__Directions__
1) In the self-forgiveness statements, shorten the paragraph beginning "I forgive myself that I have accepted and allowed myself to fear taking A. to the doctor" while keeping its main facts.
2) Continue the self-forgiveness statements from the last one shown.

__Selected text__
▶

I forgive myself that I have accepted and allowed myself to fear horrible deseases when I feel physical discomfort.
I forgive myself that I have accepted and allowed myself to participate within the mind when it comes to fears about deseases.
I forgive myself that I have accepted and allowed myself to assume appointment times and not check them for myself, while I know it’s my responsibility to do so.
I forgive myself that I have accepted and allowed myself to be possessed by my fear for severe deseases.
I forgive myself that I have accepted and allowed myself to fear death through imagining all kinds of severe deseases.
I forgive myself that I have accepted and allowed myself to fear falling back into my health construct.
I forgive myself that I have accepted and allowed myself to not push A. through this point of eating with variation out of my own fear of falling back into my health construct.
I forgive myself that I have accepted and allowed myself to feel disappointed that A. couldn’t grasp the point of worthlessness, while I can see in common sense that such abstract thinking is still hard for her.
I forgive myself that I have accepted and allowed myself to fear taking A. to the doctor due to the fear of the costs for further testing in hospital.
I forgive myself that I have accepted and allowed myself to feel the need for somebody else to confirm what I already know myself, instead of standing in self trust.

◀

__Data extracted from a collection__
▶

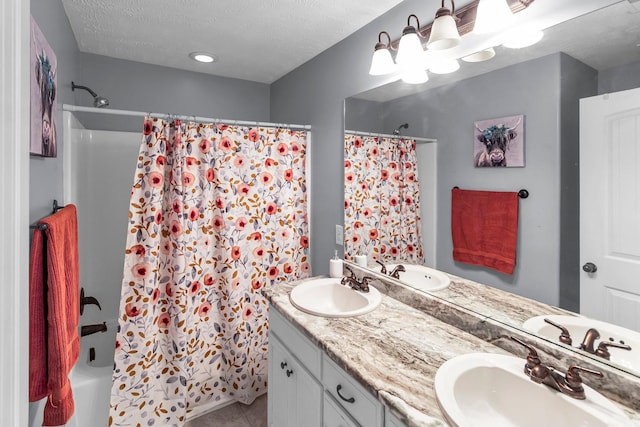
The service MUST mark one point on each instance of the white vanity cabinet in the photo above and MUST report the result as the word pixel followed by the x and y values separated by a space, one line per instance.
pixel 355 400
pixel 294 394
pixel 307 388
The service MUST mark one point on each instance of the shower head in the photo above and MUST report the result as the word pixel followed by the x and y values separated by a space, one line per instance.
pixel 396 131
pixel 98 101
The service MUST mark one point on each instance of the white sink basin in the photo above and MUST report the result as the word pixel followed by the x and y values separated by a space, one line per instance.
pixel 483 389
pixel 328 298
pixel 578 326
pixel 420 277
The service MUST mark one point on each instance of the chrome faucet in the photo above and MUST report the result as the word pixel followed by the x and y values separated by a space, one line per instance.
pixel 357 285
pixel 589 339
pixel 569 384
pixel 395 273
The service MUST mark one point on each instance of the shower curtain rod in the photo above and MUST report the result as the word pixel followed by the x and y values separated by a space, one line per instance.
pixel 388 135
pixel 68 107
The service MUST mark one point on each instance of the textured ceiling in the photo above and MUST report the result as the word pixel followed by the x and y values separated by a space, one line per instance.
pixel 257 40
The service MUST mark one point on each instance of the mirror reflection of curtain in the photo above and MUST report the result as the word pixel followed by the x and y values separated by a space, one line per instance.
pixel 382 199
pixel 216 214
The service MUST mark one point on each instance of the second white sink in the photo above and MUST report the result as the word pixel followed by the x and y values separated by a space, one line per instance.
pixel 328 298
pixel 483 389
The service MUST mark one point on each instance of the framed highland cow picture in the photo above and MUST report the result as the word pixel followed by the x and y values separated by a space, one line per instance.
pixel 43 141
pixel 499 142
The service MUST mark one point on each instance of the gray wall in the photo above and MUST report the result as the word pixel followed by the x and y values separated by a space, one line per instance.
pixel 46 173
pixel 619 78
pixel 367 116
pixel 448 113
pixel 577 80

◀

__Solved tasks__
1) I forgive myself for fearing to take A. to the doctor because of what further hospital testing would cost.

2)
I forgive myself that I have accepted and allowed myself to feel sad about the fact that I gave this feeling of worthlessness to my daughter through her download.
I forgive myself that I have accepted and allowed myself to feel anger towards my neighbors for not taking responsibility for their cat and their surroundings.
I forgive myself that I have accepted and allowed myself to fear confronting my neighbors with the behavior of their cat after the first failed attempt.
I forgive myself that I have accepted and allowed myself to fear confronting my neighbors with the behavior of their cat after hearing all the stories of people in my neighborhood how anti social these people are and not responding.
I forgive myself that I have accepted and allowed myself to see this day as more special or heavy than other days.